## DATA SHOWN

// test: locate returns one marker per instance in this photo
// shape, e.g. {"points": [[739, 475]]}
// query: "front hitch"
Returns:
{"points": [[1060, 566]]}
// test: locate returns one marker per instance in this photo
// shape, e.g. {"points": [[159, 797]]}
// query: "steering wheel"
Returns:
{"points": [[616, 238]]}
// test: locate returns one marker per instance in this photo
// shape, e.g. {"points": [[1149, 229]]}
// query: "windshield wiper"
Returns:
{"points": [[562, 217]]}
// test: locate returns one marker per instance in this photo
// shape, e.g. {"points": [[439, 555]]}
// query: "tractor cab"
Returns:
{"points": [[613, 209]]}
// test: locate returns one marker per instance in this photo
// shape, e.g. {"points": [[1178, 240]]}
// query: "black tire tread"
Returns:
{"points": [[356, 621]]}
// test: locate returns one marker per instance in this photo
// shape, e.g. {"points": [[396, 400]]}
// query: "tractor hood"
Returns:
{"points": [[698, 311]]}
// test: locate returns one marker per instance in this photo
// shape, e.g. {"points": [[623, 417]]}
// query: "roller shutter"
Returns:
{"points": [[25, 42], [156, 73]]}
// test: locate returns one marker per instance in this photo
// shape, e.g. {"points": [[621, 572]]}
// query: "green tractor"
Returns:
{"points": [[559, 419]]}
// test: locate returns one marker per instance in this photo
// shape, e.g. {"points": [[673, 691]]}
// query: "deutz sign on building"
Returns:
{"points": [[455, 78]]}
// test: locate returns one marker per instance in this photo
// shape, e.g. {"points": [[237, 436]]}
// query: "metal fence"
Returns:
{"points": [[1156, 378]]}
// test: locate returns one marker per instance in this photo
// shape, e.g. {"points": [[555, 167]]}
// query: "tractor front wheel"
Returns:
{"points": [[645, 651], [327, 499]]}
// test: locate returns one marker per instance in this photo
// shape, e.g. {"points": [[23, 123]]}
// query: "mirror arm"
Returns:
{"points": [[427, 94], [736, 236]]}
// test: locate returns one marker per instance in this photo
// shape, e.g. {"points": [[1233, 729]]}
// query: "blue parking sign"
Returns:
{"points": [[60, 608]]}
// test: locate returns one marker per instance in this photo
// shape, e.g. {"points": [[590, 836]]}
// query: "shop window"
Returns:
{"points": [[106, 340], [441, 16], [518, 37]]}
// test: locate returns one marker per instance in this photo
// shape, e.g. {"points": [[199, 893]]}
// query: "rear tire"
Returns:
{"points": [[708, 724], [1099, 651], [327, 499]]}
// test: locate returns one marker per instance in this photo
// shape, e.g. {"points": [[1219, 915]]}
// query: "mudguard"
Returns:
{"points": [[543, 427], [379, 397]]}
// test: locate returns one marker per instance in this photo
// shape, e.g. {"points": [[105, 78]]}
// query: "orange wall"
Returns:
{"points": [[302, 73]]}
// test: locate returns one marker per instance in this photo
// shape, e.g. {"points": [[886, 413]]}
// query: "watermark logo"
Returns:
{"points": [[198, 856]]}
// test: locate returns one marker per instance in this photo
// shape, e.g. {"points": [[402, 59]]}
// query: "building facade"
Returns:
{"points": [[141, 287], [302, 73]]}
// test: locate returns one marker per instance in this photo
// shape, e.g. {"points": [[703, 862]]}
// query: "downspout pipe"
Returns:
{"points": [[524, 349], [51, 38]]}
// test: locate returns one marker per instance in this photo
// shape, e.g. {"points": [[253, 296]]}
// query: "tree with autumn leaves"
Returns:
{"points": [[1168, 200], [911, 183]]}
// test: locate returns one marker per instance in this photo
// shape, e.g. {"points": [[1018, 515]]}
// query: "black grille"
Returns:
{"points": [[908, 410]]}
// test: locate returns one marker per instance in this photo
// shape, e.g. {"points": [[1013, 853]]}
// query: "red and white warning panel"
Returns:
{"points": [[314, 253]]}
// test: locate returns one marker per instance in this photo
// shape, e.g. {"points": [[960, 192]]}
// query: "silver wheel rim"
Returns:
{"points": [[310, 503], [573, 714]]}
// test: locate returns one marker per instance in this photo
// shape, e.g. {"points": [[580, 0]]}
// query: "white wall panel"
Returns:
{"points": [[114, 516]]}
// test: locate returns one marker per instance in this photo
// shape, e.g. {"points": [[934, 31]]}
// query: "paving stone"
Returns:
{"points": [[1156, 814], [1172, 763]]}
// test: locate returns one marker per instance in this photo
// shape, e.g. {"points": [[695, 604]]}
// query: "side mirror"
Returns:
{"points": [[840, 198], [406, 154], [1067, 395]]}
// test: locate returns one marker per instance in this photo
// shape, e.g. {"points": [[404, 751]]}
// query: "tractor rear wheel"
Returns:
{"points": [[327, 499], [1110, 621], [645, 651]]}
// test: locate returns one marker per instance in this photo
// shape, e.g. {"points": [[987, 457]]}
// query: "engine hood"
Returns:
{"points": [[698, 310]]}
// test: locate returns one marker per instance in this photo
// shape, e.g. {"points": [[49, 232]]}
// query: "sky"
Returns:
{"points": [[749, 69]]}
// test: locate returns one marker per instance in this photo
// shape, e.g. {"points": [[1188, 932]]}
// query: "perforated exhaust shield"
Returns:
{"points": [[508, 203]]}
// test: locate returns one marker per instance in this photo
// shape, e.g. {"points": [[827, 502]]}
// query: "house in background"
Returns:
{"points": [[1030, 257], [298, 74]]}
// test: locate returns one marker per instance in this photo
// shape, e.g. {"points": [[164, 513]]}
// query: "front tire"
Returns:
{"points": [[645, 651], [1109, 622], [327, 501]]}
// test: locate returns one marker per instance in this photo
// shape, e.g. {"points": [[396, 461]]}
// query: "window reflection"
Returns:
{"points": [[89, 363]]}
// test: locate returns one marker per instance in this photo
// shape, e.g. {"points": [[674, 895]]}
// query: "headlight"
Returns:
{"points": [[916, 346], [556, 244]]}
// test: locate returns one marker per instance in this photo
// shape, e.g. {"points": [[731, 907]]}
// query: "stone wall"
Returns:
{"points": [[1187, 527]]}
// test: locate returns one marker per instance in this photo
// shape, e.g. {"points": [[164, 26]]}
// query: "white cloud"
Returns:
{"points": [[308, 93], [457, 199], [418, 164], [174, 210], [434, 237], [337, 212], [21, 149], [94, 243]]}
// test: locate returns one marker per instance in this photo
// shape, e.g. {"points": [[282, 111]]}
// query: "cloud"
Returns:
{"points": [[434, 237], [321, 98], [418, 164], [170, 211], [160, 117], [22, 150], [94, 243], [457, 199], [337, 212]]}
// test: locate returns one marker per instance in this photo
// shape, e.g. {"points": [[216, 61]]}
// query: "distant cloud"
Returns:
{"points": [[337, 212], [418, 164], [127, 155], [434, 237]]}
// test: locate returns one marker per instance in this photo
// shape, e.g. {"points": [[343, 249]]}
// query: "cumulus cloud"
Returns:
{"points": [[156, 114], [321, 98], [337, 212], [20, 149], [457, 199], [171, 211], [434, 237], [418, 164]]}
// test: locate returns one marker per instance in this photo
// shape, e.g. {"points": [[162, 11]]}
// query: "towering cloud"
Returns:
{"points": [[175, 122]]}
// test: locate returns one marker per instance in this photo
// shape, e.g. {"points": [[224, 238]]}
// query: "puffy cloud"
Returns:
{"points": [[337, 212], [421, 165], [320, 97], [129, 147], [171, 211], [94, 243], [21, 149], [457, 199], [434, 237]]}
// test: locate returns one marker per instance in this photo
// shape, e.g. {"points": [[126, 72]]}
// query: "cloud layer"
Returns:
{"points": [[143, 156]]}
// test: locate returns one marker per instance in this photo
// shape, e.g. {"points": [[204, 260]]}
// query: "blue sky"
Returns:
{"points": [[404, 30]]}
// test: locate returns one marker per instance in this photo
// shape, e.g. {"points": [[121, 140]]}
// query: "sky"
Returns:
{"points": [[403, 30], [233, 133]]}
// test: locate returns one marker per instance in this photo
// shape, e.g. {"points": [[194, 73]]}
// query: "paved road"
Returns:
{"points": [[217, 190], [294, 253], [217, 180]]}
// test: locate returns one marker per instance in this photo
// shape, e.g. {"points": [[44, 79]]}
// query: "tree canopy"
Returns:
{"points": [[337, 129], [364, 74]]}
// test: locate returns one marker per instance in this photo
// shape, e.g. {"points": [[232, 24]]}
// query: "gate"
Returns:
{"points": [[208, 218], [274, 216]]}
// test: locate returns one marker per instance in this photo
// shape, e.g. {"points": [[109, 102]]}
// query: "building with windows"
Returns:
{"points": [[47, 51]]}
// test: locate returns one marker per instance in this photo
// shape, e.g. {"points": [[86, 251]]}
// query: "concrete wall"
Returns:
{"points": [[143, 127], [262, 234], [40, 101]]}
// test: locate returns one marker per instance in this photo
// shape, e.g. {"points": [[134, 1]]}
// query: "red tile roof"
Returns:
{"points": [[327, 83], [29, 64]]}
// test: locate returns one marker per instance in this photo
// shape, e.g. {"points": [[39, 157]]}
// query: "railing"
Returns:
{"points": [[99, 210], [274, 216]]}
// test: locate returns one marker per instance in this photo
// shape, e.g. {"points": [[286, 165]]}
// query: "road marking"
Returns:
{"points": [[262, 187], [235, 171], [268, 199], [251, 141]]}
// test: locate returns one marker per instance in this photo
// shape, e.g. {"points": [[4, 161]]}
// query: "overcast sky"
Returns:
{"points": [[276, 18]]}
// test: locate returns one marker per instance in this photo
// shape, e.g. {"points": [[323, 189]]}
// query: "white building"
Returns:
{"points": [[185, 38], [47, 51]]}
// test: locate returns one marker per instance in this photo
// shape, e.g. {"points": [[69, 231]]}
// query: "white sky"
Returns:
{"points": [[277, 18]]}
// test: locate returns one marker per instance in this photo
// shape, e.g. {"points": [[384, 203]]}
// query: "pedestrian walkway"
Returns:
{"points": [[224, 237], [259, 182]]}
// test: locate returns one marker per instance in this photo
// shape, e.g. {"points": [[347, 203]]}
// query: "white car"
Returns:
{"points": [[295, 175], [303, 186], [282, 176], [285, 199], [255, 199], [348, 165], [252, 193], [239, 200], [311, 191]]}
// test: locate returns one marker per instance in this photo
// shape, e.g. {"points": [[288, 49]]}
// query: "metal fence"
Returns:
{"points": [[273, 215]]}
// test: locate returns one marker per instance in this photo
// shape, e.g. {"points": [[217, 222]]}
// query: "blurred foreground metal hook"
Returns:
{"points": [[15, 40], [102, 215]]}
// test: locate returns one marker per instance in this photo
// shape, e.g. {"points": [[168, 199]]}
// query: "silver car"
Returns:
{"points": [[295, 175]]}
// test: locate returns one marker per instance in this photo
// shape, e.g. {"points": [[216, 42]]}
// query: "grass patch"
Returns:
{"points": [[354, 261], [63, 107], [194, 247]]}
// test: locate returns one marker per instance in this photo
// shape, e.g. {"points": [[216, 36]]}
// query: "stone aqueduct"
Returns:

## SHORT EXERCISE
Find every line in the records above that contains the string "tree", matching case exactly, and copy each one.

## RESPONSE TO THIS EXERCISE
// query: "tree with autumn leaves"
// query: "tree canopy"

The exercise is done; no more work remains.